The funky thing about this book is that it was published by ECW Publications, to which I have a connection. Robert Lecker, who was my professor throughout several classes on Canadian literature at McGill and for whom I am now employed as a research assistant, was an ex-editor at ECW when it was a magazine called Essays in Canadian Writing. Nowadays, although they kept the copyrighted acronym, the publishers changed the meaning of ECW to Entertainment Culture Writing and are now publishing fantasy and science fiction, among other genres including non-fiction and literary fiction. While I knew Lecker had been with ECW, I was not aware they were publishing in my genre and I was quite surprised to see them at Saratoga!
Thursday night I chilled at the Canadian SF party, listening to David Hartwell, editor of Tor’s Years Best anthologies, talk informally about how a lot of authors nowadays are being taught how to write publishable material, but rare is the writer who can write with voice and rise to greatness. Guy Kay was circulating about the room as I listened, but I missed my chance to speak with him right then. The next day, Friday, I had a better opportunity to do this.

» **Complete the following**
1. In the convention account, what was ECW's name when it was a magazine?
2. Write the next part of the convention account, picking up after its final sentence.

» **Material provided**
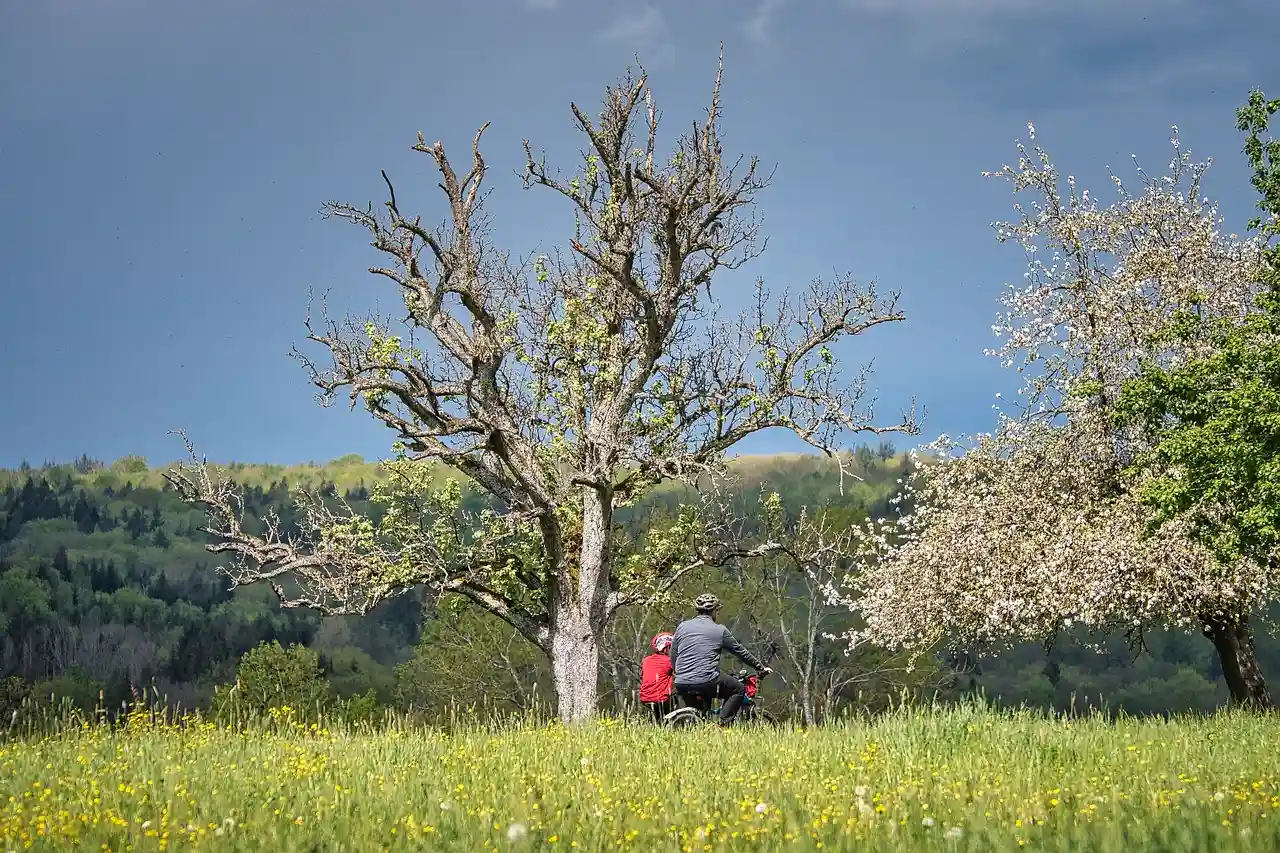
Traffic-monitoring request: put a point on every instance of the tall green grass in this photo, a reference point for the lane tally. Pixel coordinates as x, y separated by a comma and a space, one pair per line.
917, 779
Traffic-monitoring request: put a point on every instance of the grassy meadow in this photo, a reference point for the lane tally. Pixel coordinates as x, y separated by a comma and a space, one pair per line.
956, 779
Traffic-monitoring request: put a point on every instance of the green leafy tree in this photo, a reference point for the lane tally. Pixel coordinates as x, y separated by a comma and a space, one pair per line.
274, 676
1214, 423
563, 388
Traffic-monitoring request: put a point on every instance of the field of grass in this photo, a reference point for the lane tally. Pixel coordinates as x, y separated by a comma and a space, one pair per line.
960, 779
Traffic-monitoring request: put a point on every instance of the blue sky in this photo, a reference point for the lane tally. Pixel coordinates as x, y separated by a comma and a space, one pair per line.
161, 165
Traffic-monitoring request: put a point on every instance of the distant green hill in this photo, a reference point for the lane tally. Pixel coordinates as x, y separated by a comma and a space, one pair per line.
104, 582
104, 579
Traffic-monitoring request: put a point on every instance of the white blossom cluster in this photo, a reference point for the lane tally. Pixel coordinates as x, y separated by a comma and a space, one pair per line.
1032, 528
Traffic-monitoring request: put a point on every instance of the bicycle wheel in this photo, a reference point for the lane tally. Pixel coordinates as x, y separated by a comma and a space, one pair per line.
681, 719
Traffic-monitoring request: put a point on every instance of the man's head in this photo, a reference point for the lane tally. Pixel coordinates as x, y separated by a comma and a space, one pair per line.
707, 605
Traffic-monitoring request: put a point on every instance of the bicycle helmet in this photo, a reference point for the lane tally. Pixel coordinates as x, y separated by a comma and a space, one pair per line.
707, 603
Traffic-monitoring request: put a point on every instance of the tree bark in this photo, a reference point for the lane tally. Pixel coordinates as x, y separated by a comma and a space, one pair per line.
575, 664
580, 612
1234, 643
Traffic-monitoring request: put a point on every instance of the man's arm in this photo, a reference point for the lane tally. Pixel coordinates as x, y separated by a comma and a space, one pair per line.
740, 652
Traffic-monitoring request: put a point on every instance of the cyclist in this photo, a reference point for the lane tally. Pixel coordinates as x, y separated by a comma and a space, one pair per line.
656, 684
695, 652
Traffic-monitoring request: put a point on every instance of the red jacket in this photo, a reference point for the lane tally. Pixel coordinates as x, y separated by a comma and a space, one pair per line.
656, 679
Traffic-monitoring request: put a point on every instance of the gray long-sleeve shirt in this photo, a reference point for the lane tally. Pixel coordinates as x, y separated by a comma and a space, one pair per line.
696, 648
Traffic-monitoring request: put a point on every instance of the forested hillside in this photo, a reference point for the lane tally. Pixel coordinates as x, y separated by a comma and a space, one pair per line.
104, 584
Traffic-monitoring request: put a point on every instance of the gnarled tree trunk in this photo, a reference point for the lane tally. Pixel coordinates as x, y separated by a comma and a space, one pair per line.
1234, 643
580, 612
575, 664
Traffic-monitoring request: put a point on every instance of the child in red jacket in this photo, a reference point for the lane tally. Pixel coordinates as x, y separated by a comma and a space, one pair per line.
657, 679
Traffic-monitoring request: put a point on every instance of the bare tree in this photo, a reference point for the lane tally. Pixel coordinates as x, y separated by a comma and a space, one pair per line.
563, 388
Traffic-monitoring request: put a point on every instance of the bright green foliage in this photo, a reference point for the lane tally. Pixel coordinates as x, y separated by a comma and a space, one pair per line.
1214, 422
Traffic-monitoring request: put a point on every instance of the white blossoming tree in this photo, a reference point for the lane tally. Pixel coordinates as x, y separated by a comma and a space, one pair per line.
1037, 527
562, 389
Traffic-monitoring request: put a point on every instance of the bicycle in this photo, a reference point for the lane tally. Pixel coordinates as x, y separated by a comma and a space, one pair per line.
704, 710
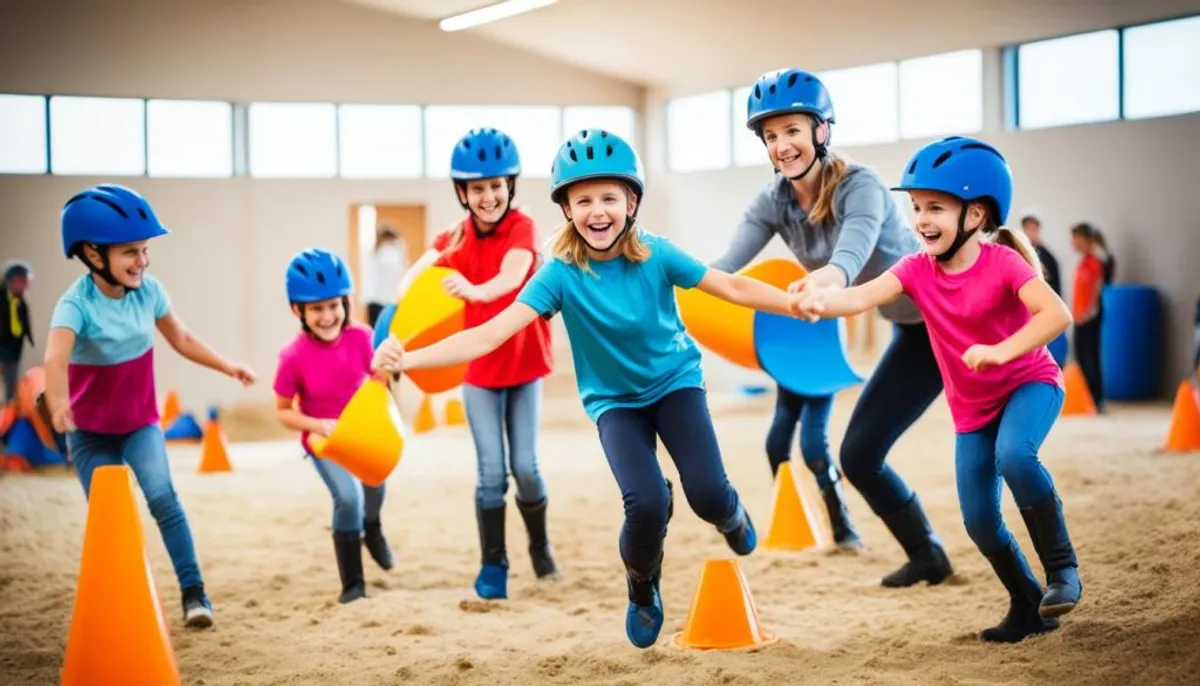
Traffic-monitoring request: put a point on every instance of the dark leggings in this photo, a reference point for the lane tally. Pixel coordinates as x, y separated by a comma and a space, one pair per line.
811, 413
628, 435
1087, 354
904, 385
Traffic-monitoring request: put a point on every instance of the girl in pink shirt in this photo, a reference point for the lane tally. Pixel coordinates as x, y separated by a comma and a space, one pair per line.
990, 317
322, 367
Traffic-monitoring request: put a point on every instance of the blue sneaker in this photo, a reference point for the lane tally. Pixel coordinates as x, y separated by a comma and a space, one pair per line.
643, 618
492, 582
739, 531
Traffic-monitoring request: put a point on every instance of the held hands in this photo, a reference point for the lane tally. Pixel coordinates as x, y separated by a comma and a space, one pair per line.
459, 287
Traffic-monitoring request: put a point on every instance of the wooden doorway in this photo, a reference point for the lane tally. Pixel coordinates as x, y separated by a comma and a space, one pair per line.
366, 220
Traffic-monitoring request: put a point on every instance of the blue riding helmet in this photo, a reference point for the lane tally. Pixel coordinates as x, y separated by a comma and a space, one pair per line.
484, 154
963, 167
316, 275
594, 154
787, 91
107, 215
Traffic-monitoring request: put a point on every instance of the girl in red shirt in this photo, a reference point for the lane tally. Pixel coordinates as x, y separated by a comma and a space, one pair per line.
495, 252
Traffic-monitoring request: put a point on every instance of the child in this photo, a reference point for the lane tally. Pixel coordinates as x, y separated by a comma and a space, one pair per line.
990, 317
495, 252
100, 385
1091, 276
637, 369
16, 329
322, 368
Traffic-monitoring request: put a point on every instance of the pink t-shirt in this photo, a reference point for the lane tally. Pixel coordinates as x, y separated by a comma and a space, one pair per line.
324, 375
981, 306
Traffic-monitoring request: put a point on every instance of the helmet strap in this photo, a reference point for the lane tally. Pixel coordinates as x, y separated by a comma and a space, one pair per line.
960, 238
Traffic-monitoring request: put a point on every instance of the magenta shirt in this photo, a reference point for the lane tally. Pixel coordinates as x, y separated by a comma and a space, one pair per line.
979, 305
325, 375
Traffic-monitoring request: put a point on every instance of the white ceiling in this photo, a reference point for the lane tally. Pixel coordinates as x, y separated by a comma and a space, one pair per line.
695, 44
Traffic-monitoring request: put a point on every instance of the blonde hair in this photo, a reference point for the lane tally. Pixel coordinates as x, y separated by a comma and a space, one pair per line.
833, 172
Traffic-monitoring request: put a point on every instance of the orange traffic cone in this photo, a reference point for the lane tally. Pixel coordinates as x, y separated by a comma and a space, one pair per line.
425, 421
214, 451
723, 615
455, 414
1183, 434
1078, 401
793, 525
118, 632
171, 409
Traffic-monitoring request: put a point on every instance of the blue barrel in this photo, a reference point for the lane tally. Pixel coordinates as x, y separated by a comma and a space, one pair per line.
1132, 342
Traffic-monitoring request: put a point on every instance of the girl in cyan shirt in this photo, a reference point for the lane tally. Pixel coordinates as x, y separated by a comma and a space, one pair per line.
637, 368
100, 386
322, 368
990, 317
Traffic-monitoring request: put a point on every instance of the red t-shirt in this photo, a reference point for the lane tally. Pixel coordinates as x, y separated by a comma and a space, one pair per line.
526, 356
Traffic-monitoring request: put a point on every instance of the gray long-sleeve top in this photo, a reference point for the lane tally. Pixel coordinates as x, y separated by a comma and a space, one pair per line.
864, 238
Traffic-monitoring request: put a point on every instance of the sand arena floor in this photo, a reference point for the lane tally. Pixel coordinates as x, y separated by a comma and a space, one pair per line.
265, 551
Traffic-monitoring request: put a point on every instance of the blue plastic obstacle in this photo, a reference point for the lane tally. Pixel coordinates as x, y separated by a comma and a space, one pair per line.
808, 359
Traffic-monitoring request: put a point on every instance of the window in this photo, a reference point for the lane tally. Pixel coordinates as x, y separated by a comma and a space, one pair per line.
699, 132
618, 120
1162, 68
535, 130
293, 139
1068, 80
22, 134
864, 103
748, 148
379, 140
189, 138
941, 94
97, 136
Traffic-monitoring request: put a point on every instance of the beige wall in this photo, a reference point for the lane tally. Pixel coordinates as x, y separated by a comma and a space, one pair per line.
1134, 179
223, 264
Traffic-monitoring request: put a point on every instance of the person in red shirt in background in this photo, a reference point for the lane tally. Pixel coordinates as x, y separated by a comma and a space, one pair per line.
495, 251
1091, 276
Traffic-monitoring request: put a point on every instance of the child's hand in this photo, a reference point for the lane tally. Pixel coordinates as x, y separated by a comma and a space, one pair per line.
981, 356
243, 373
457, 286
389, 357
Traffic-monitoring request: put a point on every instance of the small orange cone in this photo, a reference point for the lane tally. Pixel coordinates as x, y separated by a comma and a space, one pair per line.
723, 615
1183, 434
1078, 401
793, 525
118, 632
425, 421
171, 409
214, 451
455, 414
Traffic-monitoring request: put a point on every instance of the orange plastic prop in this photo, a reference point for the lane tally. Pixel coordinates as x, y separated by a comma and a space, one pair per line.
369, 437
118, 632
723, 615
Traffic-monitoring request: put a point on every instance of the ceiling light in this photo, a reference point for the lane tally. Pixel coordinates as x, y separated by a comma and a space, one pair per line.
491, 13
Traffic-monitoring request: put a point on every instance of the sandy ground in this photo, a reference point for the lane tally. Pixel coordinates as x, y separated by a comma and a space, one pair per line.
265, 551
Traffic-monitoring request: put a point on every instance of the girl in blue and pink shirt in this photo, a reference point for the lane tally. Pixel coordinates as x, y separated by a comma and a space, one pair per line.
318, 373
990, 317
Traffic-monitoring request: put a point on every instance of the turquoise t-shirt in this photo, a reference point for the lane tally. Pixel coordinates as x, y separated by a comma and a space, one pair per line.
628, 341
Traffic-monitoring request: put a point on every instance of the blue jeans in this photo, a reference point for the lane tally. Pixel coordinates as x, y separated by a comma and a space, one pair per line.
493, 415
905, 383
1007, 447
353, 501
813, 415
145, 452
628, 435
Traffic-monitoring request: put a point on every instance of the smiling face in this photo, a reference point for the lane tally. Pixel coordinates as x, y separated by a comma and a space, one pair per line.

» **Outputs for the tasks**
1. Essays in Canadian Writing

2.
Friday, I attended two panels before walking into Guy Kay’s reading and learning the long-kept secret of the subject of his latest novel.

One of these panels was “Ur-Fantasies: It all Started With…” and it was composed of Tod McCoy, a Seattle-area small press publisher, Roderick Killheffer, a reviewer and publisher for 25 years, Michael Dirda, a reviewer for the New York Review of Books and who was a medievalist in grad school, Rosemary Claire Smith, who was written for Analog using her experience as an archaeologist, and Barbara Chepaitis, a novelist and the panel’s moderator. What were the first, original fantasy texts? Do they stretch back to The Epic of Gilgamesh or even earlier? Michael Dirda talked about his discovery of the Icelandic sagas as a sort of Ur-fantasy; he called them and I paraphrase, “spaghetti westerns on ice.” Barbara Chepaitis called Scheherazade’s storytelling in The Arabian Nights “the first civil disobedience” since Scheherazade’s tales, designed to always end on a hook, keep interesting the king, thus delaying his plan to execute her in order to ensure her marital fidelity. Telling stories, she saves the kingdom from the murderous rampage of the king, who has already killed hundreds of previous wives. Chepaitis also provocatively mentioned the Iroquois Peacemaker’s Epic, which recounts the formation of the Iroquois Confederacy by chief Hiawatha, as a counterpoint to fantasy epics that tend to constantly revolve around warfare.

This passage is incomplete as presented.